Artikel 7. Procedure

  • 1.

    Als advies wordt ingewonnen bij een adviescommissie, dan stelt het bestuursorgaan de aanvrager en belanghebbenden daarvan op de hoogte.

  • 2.

    Bij de toepassing van de artikelen 4:7 en 4:8 van de Algemene wet bestuursrecht wordt naast de aanvrager voor zover van toepassing betrokken:

    • a.

      degene die de activiteit verricht en met wie een overeenkomst als bedoeld in artikel 13.3c, eerste lid, van de Omgevingswet is gesloten, en,

    • b.

      als sprake is van een schadeveroorzakend besluit naar aanleiding van een aanvraag, zoals geregeld in artikel 13.3d van de Omgevingswet, de aanvrager van dat besluit of degene die de toegestane activiteit verricht, tenzij:

      • 1°.

        de schadevergoeding redelijkerwijze voor rekening behoort te blijven van het bestuursorgaan, of

      • 2°.

        de schadevergoeding voldoende op een andere manier is verzekerd.

Artikel 8. Werkwijze adviescommissie

  • 1.

    De adviescommissie stelt de aanvrager en derde-belanghebbenden in de gelegenheid schriftelijk of mondeling een toelichting te geven over de aanvraag. Van de mondelinge toelichting door de aanvrager en derde-belanghebbenden stelt de adviescommissie een verslag op dat onderdeel vormt van het uit te brengen advies.

  • 2.

++++++++++

## Schriftelijke opdracht 1:
Zet in de records het gedeelte vanaf de regel met "Locate every instance of the carpeted" tot en met de regel met "(1135, 399)" om in een JSON-lijst van strings. Gebruik één string per regel en laat lege regels weg.

[Records uit een dataset met puntannotaties]
++++++++++

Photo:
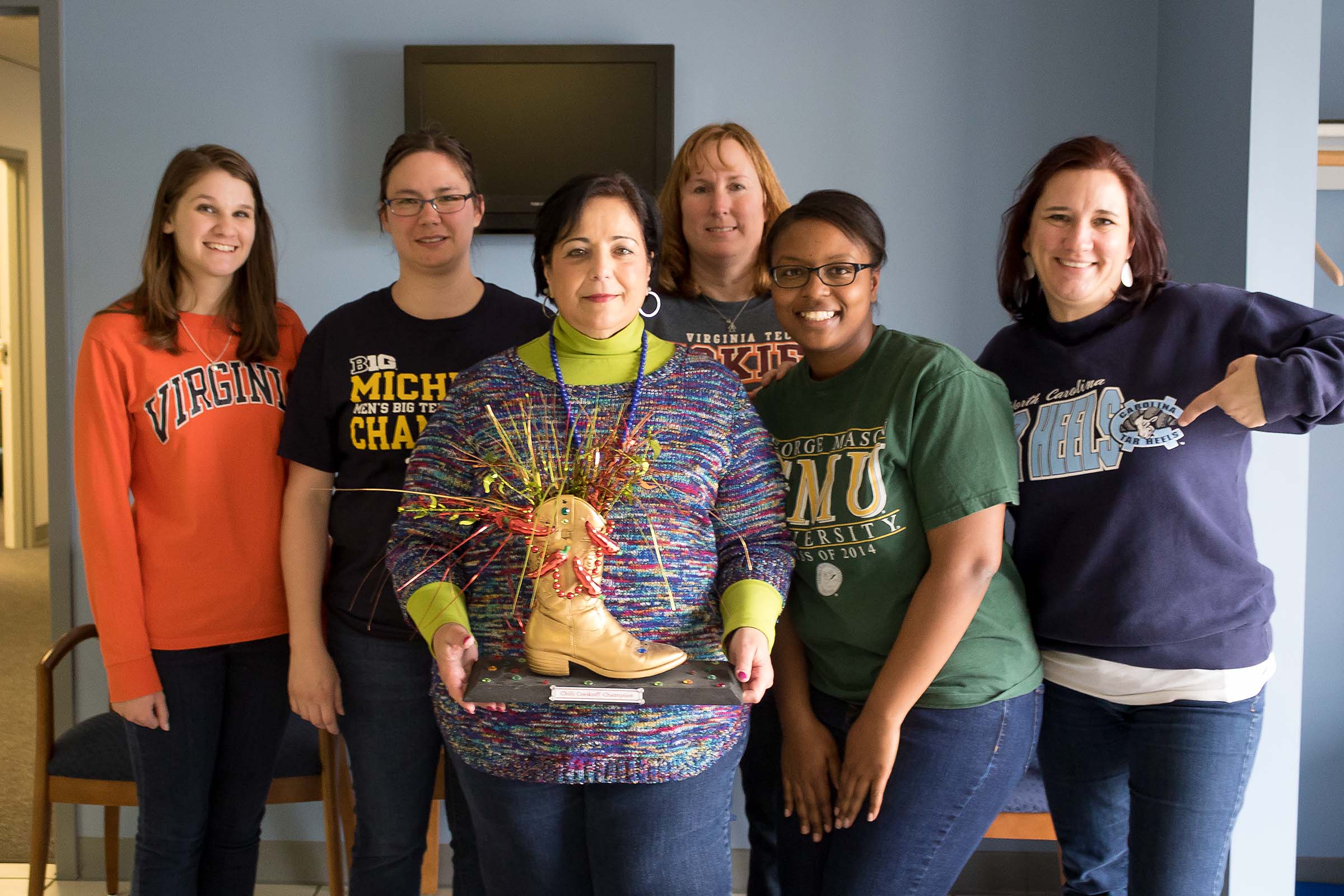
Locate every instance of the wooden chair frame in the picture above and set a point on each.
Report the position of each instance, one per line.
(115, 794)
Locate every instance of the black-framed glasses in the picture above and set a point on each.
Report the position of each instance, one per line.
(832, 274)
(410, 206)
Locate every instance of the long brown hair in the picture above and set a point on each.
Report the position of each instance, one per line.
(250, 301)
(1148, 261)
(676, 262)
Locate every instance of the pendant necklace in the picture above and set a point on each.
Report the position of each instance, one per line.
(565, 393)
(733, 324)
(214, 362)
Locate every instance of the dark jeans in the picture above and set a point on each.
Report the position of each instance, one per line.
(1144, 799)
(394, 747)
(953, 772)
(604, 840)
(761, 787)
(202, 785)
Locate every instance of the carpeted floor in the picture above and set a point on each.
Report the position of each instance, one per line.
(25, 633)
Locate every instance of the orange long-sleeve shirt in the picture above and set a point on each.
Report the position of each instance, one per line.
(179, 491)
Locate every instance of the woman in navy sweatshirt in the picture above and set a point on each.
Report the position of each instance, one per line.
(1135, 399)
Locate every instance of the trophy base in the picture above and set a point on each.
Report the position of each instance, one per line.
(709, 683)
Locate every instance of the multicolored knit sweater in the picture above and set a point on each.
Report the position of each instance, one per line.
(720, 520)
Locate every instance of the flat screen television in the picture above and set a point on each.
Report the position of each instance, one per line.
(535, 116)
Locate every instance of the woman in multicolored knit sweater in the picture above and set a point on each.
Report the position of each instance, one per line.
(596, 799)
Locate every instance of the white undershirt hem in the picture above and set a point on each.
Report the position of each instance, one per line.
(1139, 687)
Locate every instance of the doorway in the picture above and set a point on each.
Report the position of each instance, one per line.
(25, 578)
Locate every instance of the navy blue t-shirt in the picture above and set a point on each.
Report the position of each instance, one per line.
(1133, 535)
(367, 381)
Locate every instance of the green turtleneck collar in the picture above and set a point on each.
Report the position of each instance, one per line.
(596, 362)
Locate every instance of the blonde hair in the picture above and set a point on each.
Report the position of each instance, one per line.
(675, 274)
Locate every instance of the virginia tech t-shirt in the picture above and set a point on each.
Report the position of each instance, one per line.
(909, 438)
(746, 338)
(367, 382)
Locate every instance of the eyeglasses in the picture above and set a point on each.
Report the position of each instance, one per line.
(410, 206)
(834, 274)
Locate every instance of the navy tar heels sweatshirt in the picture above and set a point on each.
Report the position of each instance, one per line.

++++++++++

## Schriftelijke opdracht 2:
Vertaal deze zin uit de tekst over de adviescommissie in het Engels: "Als advies wordt ingewonnen bij een adviescommissie, dan stelt het bestuursorgaan de aanvrager en belanghebbenden daarvan op de hoogte."

## Uitwerking 1:
[
  "Locate every instance of the carpeted floor in the picture above and set a point on each.",
  "Report the position of each instance, one per line.",
  "(25, 633)",
  "Locate every instance of the orange long-sleeve shirt in the picture above and set a point on each.",
  "Report the position of each instance, one per line.",
  "(179, 491)",
  "Locate every instance of the woman in navy sweatshirt in the picture above and set a point on each.",
  "Report the position of each instance, one per line.",
  "(1135, 399)"
]

## Uitwerking 2:
If advice is sought from an advisory committee, the administrative body shall inform the applicant and interested parties thereof.